Deine Kinder haben geklaut bzw. zum Klauen angestiftet. Das heißt für Dich, mit ihnen übers Stehlen zu sprechen und die Sache dann zu vergessen und Dich darauf zu konzentrieren, was für Deine Kinder wichtig ist zur Zeit.

Anstatt sie zu strafen und mir Sorgen über ihren gesellschaftlichen Ruf zu machen, hätte ich sicherlich zuallererst und einzig überlegt, wie die jungen Herrschaften das Geld, das sie geklaut haben, wieder zurückgeben können. Also: Wissen sie noch genau, WEM sie es geklaut haben - das wäre leicht, dann geht das nämlich genauso wie mit dem Zurückbringen ins Geschäft.

Wissen sie es nicht mehr - dann sollen sie sich mal überlegen, wem sie das Geld ansonsten zukommen lassen können (einer Hilfsorganisation z.B. ... und damit ist nicht die "Hilf-ich-kann-mir-keine-Ü-Eier-leisten"-Organisation gemeint). SIE sollen sich das überlegen - nicht ich!
----
- [Gestellte Aufgabe]: Kannst du den Textauszug über das Klauen der Kinder oben vollständig und Wort für Wort wiedergeben?

- [Eingabedaten]:
----
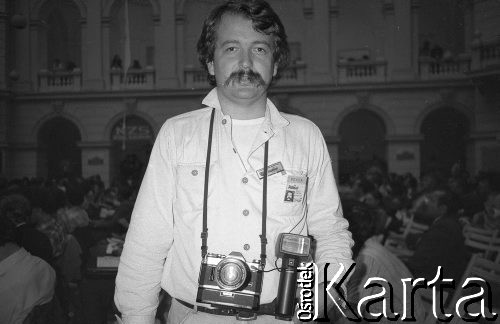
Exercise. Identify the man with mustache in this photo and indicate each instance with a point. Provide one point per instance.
(237, 171)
----
- [Ergebnis der Aufgabe]:
Deine Kinder haben geklaut bzw. zum Klauen angestiftet. Das heißt für Dich, mit ihnen übers Stehlen zu sprechen und die Sache dann zu vergessen und Dich darauf zu konzentrieren, was für Deine Kinder wichtig ist zur Zeit.

Anstatt sie zu strafen und mir Sorgen über ihren gesellschaftlichen Ruf zu machen, hätte ich sicherlich zuallererst und einzig überlegt, wie die jungen Herrschaften das Geld, das sie geklaut haben, wieder zurückgeben können. Also: Wissen sie noch genau, WEM sie es geklaut haben - das wäre leicht, dann geht das nämlich genauso wie mit dem Zurückbringen ins Geschäft.

Wissen sie es nicht mehr - dann sollen sie sich mal überlegen, wem sie das Geld ansonsten zukommen lassen können (einer Hilfsorganisation z.B. ... und damit ist nicht die "Hilf-ich-kann-mir-keine-Ü-Eier-leisten"-Organisation gemeint). SIE sollen sich das überlegen - nicht ich!